[DATA FOR THE TASK]

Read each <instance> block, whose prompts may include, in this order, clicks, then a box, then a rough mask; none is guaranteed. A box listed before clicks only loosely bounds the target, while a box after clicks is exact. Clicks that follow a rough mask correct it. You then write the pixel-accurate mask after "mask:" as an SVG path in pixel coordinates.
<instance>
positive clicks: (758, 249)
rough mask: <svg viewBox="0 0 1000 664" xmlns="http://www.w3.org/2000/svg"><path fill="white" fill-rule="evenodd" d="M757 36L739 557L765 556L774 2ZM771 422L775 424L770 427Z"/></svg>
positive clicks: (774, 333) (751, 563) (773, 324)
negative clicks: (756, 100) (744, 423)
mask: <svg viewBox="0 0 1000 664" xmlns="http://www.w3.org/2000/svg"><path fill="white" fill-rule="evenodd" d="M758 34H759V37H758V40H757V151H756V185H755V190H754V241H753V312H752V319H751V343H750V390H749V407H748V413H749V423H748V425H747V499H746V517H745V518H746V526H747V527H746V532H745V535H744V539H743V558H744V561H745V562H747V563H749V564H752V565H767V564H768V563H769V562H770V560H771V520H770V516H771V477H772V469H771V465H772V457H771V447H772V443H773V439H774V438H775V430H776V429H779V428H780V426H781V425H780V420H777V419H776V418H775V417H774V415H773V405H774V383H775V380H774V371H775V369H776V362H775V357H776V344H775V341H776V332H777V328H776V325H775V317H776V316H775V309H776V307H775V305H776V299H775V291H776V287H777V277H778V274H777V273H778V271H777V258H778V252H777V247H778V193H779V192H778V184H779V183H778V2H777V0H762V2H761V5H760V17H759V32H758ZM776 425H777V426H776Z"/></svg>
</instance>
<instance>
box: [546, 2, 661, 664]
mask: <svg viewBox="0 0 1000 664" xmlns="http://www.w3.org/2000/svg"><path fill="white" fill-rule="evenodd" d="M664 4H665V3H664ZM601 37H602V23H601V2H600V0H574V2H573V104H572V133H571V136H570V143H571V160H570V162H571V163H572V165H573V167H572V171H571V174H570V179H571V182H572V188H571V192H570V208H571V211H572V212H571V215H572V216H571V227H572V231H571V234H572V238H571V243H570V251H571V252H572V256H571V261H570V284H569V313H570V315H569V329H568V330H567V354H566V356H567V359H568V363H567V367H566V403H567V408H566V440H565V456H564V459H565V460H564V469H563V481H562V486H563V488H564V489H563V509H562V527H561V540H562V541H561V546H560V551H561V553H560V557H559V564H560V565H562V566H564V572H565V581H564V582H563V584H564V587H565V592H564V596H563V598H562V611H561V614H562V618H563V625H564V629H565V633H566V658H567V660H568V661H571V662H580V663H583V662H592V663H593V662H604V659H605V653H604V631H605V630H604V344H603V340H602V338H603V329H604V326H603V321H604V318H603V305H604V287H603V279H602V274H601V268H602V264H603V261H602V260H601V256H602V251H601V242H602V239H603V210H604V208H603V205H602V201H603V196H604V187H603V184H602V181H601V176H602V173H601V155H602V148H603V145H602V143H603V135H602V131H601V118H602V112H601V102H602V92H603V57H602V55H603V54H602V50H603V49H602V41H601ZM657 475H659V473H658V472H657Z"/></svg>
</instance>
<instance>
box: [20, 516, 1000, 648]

[/DATA FOR THE TASK]
[DATA FOR THE TASK]

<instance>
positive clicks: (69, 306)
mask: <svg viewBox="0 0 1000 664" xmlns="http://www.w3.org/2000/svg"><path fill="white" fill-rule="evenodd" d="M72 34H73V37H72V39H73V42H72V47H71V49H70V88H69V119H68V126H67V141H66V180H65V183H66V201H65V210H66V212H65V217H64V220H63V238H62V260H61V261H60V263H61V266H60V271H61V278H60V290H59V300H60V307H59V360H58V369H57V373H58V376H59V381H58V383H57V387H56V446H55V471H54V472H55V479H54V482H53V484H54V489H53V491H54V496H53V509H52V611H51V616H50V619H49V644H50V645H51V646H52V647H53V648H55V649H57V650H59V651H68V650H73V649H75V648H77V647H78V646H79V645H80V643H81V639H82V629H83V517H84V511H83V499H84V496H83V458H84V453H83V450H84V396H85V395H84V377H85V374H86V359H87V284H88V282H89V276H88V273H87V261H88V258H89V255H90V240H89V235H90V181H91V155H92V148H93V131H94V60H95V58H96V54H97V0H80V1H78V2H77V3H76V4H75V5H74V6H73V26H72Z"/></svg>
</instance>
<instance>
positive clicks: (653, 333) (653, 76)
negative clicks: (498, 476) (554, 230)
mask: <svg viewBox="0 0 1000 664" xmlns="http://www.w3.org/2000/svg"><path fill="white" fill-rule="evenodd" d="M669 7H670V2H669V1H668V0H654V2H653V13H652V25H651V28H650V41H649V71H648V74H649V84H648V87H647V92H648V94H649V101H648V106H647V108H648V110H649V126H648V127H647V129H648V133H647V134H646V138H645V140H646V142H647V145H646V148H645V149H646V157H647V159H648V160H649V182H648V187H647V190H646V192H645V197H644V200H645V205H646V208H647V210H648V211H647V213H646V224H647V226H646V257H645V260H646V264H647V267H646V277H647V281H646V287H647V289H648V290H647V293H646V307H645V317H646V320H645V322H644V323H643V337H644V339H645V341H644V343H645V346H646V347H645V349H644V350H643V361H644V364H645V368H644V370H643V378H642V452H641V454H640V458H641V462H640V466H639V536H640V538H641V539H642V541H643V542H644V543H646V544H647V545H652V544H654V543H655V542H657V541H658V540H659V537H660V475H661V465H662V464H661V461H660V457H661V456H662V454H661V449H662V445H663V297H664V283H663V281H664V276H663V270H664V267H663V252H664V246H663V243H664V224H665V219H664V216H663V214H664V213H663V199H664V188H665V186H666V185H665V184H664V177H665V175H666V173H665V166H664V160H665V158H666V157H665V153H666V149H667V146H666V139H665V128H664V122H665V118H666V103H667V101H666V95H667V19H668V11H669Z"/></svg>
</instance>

[/DATA FOR THE TASK]
[DATA FOR THE TASK]

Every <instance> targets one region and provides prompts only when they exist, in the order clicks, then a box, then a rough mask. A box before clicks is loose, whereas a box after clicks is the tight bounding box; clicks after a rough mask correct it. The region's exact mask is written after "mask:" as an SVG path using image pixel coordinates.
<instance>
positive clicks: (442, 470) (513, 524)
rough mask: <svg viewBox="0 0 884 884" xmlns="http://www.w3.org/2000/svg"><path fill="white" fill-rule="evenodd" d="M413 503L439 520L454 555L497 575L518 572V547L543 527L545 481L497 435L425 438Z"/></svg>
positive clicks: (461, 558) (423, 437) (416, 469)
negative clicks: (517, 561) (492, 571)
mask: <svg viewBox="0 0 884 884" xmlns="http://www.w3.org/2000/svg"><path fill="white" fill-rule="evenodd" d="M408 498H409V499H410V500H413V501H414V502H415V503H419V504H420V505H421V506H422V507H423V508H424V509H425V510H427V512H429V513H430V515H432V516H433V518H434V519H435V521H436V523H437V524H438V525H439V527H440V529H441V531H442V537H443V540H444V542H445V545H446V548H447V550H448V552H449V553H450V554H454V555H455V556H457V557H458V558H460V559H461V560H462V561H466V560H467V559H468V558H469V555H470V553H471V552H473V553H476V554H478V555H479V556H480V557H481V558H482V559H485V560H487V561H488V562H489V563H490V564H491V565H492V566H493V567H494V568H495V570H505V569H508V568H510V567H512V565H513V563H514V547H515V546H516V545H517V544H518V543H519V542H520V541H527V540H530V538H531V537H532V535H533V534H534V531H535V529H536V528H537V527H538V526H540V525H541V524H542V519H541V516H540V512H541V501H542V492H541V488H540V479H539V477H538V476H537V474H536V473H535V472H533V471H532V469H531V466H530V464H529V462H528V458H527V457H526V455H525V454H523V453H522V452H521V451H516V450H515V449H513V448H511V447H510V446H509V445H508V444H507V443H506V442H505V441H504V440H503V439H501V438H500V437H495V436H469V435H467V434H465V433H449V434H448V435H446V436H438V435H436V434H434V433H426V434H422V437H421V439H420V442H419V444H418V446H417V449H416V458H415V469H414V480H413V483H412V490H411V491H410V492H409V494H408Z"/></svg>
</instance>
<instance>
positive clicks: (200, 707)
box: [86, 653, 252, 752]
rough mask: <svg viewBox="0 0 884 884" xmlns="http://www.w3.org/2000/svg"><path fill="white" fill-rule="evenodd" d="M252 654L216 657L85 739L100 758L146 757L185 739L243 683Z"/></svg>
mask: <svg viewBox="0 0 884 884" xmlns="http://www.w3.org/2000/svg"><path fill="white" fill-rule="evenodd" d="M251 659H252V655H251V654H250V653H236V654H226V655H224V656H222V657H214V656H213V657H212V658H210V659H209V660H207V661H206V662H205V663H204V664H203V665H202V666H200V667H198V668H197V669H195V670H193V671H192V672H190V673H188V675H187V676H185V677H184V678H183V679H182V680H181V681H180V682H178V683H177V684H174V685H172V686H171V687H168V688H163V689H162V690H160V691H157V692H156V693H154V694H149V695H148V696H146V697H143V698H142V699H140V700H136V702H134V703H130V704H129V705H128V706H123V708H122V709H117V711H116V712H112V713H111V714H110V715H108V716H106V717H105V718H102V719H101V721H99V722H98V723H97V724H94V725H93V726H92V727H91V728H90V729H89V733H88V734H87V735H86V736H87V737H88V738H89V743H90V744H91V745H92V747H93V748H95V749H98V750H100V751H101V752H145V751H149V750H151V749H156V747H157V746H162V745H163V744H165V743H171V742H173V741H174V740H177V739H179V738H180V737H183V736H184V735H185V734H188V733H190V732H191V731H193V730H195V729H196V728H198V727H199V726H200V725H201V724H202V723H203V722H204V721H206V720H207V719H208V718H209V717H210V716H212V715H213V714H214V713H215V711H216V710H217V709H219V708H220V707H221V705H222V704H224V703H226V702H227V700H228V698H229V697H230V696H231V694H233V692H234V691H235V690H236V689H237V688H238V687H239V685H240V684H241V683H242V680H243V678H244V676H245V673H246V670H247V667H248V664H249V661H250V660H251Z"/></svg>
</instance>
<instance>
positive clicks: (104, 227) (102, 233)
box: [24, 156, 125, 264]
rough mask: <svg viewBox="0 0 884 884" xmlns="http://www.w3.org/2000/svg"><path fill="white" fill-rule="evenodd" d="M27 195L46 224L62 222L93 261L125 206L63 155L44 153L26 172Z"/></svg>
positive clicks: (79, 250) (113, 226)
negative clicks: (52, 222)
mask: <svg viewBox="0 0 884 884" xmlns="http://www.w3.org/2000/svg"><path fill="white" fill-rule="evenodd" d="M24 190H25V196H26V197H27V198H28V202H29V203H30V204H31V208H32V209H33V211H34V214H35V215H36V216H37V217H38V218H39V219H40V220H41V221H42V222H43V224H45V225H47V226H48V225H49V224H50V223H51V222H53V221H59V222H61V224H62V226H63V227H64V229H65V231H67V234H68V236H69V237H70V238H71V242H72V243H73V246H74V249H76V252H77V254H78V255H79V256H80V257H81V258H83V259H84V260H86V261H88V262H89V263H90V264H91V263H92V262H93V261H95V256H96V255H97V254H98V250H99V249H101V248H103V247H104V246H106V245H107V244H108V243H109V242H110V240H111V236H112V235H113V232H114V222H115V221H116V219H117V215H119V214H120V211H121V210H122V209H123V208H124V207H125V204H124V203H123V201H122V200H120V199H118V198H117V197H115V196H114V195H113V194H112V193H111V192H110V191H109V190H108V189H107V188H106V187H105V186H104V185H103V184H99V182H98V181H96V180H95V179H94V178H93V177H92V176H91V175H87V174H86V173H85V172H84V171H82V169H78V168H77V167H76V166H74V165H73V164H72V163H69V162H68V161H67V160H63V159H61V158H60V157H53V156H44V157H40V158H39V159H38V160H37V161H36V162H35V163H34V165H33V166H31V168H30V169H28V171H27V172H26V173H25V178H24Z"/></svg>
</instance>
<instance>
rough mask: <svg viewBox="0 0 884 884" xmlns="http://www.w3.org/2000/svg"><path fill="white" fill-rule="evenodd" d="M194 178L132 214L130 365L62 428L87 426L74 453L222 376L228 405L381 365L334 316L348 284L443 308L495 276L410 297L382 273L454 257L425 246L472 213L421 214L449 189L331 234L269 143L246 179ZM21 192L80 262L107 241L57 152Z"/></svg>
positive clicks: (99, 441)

[/DATA FOR THE TASK]

• WHAT NEEDS TO BE DONE
Reproduce the stretch of the listing from the line containing "Read each <instance>" through the line containing "positive clicks: (774, 333)", substituting "foreground clicks" for each "positive clicks" and leaving everything else unchanged.

• COMPLETED EXERCISE
Read each <instance> block, whose prompts may include, in this order, clicks, then a box, then a rough mask; none is guaranteed. A box listed before clicks only loosely bounds the target, while a box after clicks is exact. Clicks that follow a rough mask correct it. You then write the pixel-accurate mask after "mask:" as an SVG path in pixel coordinates.
<instance>
foreground clicks: (758, 249)
rough mask: <svg viewBox="0 0 1000 664" xmlns="http://www.w3.org/2000/svg"><path fill="white" fill-rule="evenodd" d="M757 36L739 557L765 556L774 2ZM771 422L775 424L770 427Z"/></svg>
foreground clicks: (774, 333) (751, 563) (773, 324)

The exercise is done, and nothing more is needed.